(Image location labeling listing)
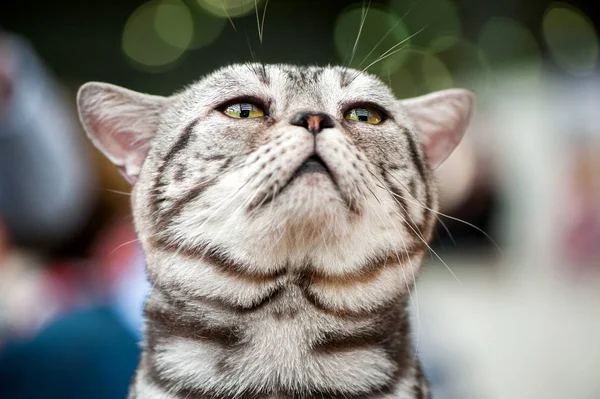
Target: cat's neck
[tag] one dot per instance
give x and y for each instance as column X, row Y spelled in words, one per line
column 282, row 347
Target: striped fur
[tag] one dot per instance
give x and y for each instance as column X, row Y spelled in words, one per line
column 268, row 285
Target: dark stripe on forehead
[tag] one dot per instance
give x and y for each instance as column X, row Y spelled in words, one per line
column 345, row 78
column 415, row 156
column 159, row 183
column 179, row 145
column 166, row 216
column 261, row 73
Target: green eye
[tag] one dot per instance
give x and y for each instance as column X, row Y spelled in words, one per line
column 244, row 110
column 368, row 115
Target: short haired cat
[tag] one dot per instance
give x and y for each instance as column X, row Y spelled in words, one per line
column 284, row 212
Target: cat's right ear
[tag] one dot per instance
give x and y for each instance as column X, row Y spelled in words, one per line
column 121, row 123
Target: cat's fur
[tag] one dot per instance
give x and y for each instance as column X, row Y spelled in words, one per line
column 264, row 287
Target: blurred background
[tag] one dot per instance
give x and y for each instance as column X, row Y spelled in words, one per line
column 508, row 304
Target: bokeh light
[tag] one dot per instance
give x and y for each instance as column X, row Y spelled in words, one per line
column 157, row 34
column 383, row 36
column 437, row 22
column 173, row 23
column 505, row 42
column 435, row 73
column 571, row 39
column 229, row 8
column 207, row 27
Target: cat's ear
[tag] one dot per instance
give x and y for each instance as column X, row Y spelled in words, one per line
column 121, row 123
column 442, row 118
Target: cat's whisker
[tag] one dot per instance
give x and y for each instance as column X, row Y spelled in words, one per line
column 365, row 12
column 414, row 300
column 388, row 33
column 391, row 50
column 228, row 17
column 416, row 232
column 447, row 216
column 378, row 43
column 260, row 24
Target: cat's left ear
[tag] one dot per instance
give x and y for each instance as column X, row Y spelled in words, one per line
column 442, row 119
column 121, row 123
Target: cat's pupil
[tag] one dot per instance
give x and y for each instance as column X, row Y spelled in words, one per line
column 245, row 110
column 363, row 115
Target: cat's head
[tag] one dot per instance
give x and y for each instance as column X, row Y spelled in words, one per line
column 268, row 164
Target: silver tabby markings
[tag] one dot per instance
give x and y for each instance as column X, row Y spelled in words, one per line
column 282, row 242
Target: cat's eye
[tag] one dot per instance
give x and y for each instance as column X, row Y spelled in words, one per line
column 368, row 115
column 244, row 110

(Task requirements) Express every line of the listing above as a Markdown table with the columns "No." and "Line", numbering the rows in order and skipping blank lines. Leave the pictures out of the table.

(Exercise solution)
| No. | Line |
|---|---|
| 1 | Target: cat's neck |
| 2 | [tag] one dot per instance |
| 3 | give x and y for each instance as column X, row Y spelled in words, one per line |
| 4 | column 282, row 347 |
| 5 | Target: striped fur |
| 6 | [tag] one dot per instance |
| 7 | give x and y for each instance as column X, row Y spelled in words, one per line |
| 8 | column 268, row 285 |
| 9 | Target: dark stripe on forehead |
| 10 | [tag] one dot per instance |
| 11 | give x and y for each instance as column X, row Y spelled in words, one per line |
| 12 | column 345, row 78 |
| 13 | column 415, row 156 |
| 14 | column 159, row 183 |
| 15 | column 179, row 145 |
| 16 | column 166, row 216 |
| 17 | column 261, row 73 |
| 18 | Target: green eye |
| 19 | [tag] one dot per instance |
| 20 | give x and y for each instance as column X, row Y spelled in words, one per line |
| 21 | column 244, row 110 |
| 22 | column 368, row 115 |
| 23 | Target: short haired cat |
| 24 | [tag] one dot per instance |
| 25 | give x and y for each instance as column X, row Y spelled in words, one per line |
| 26 | column 284, row 212 |
| 27 | Target: cat's right ear |
| 28 | [tag] one dot per instance |
| 29 | give x and y for each instance as column X, row Y spelled in words, one per line |
| 30 | column 121, row 123 |
| 31 | Target: cat's fur |
| 32 | [tag] one dot per instance |
| 33 | give x and y for each instance as column X, row Y spelled in words, one per line |
| 34 | column 264, row 287 |
| 35 | Target: blurred background |
| 36 | [tag] one dot per instance |
| 37 | give x and y for each instance as column X, row Y spelled in words, one per line |
| 38 | column 508, row 304 |
| 39 | Target: bokeh light |
| 40 | [tag] one dot per instance |
| 41 | give x and y for each instance as column X, row Y spelled in words, one per line |
| 42 | column 157, row 34 |
| 43 | column 383, row 36 |
| 44 | column 437, row 22 |
| 45 | column 173, row 23 |
| 46 | column 505, row 42 |
| 47 | column 435, row 73 |
| 48 | column 571, row 39 |
| 49 | column 229, row 8 |
| 50 | column 207, row 27 |
| 51 | Target: cat's ear |
| 52 | [tag] one dot per instance |
| 53 | give x and y for each instance as column X, row Y spelled in words, one per line |
| 54 | column 121, row 123 |
| 55 | column 442, row 118 |
| 56 | Target: cat's whisker |
| 57 | [tag] one dot per instance |
| 58 | give x and y for each instance as column X, row Y spelled in words, one per line |
| 59 | column 365, row 12 |
| 60 | column 414, row 300 |
| 61 | column 388, row 33 |
| 62 | column 391, row 50 |
| 63 | column 228, row 17 |
| 64 | column 416, row 232 |
| 65 | column 447, row 216 |
| 66 | column 378, row 43 |
| 67 | column 260, row 24 |
| 68 | Target: cat's left ear |
| 69 | [tag] one dot per instance |
| 70 | give x and y for each instance as column X, row Y spelled in words, one per line |
| 71 | column 442, row 119 |
| 72 | column 121, row 123 |
| 73 | Target: cat's pupil |
| 74 | [tag] one dot per instance |
| 75 | give x and y for each instance as column X, row Y spelled in words, one per line |
| 76 | column 245, row 110 |
| 77 | column 363, row 115 |
| 78 | Target: cat's head |
| 79 | [tag] one dot per instance |
| 80 | give x and y for each instance as column X, row Y spelled in words, one per line |
| 81 | column 268, row 164 |
| 82 | Target: silver tabby markings |
| 83 | [tag] one dot per instance |
| 84 | give x and y for each instance as column X, row Y spelled in words, one per line |
| 85 | column 282, row 242 |
| 86 | Target: cat's eye |
| 87 | [tag] one dot per instance |
| 88 | give x and y for each instance as column X, row Y spelled in words, one per line |
| 89 | column 368, row 115 |
| 90 | column 244, row 110 |